** start of Data for this exercise **

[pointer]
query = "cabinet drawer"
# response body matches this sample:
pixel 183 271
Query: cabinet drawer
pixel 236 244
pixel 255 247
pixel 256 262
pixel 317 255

** end of Data for this exercise **

• Exercise instructions
Reproduce the material above verbatim, line for line, without any alteration.

• Answer for this exercise
[pointer]
query = "cabinet drawer"
# response body matches this sample:
pixel 183 271
Query: cabinet drawer
pixel 236 244
pixel 255 247
pixel 256 262
pixel 317 255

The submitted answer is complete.